• [Problem]:
Answer these questions from the Fred Gray excerpt below:
(a) What kind of nominees does the "Unconfirmed" series set out to revisit?
(b) In what city and year was Gray born?
(c) From which law school did Gray receive his J.D., and in what year?

• [Source excerpt]:
::::::

Unconfirmed: Fred Gray

Judicial confirmation is a business.  Over the last thirty years, a cottage industry of interest groups, nonprofits, and lobbying agencies have formed to support and oppose judicial candidates.  Behind the rhetoric on both sides, it is sometimes easy to forget that nominees are people: people who are frequently forgotten once their nominations are blocked or defeated.   “Unconfirmed” seeks to revisit nominees who were never confirmed to lifetime appointments, to explore the factors why, and to understand the people involved.  On this Martin Luther King Day, where better to start this series than with one of King’s fellow civil rights leaders, whose rejection for the federal bench was laced with allegations of racism and prejudice: Fred Gray.

When Jimmy Carter was elected Governor of Georgia in 1970, Fred Gray was already one of the most famous civil rights attorneys in the nation.  A native Alabamian, Gray was born in Montgomery in 1930, and grew up in a segregated city.  While attending an all-black school, Gray worked as a “boy preacher”, ministering to interracial crowds throughout his youth.[1]  After graduating from the Alabama State College for Negroes in 1951, Gray found himself barred from admission at an Alabama law school due to his race.  Nevertheless, Gray attended Case Western Reserve School of Law in Ohio, getting a J.D. in 1954, and returning to Montgomery shortly thereafter to fight segregation.

::::::

• [Given data]:
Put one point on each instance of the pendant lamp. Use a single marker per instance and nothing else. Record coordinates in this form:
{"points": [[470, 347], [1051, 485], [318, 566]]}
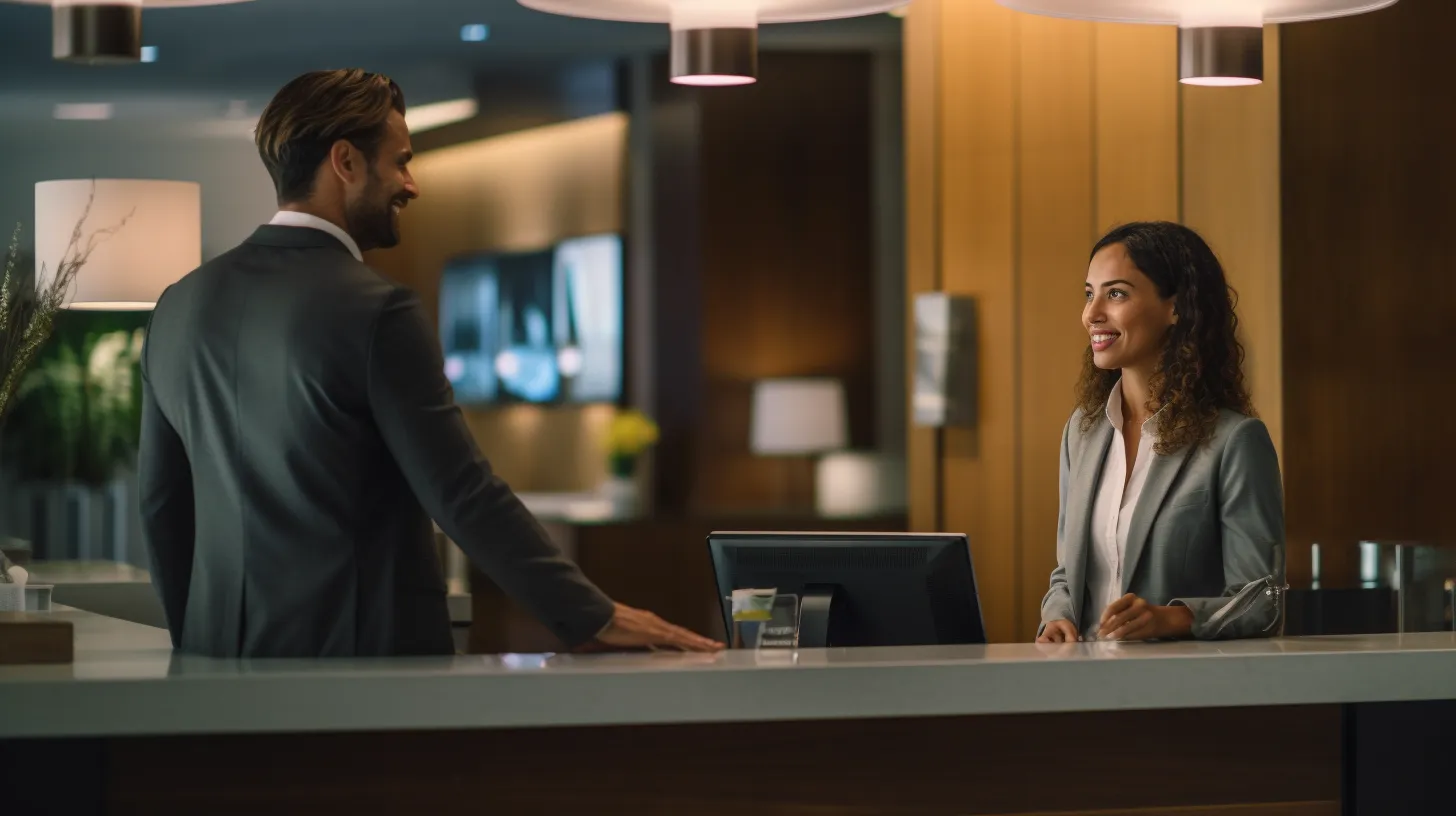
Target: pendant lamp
{"points": [[1220, 42], [714, 42], [101, 34]]}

::::::

• [Written answer]:
(a) Nominees who were never confirmed to lifetime appointments.
(b) Montgomery, 1930.
(c) Case Western Reserve School of Law in Ohio, in 1954.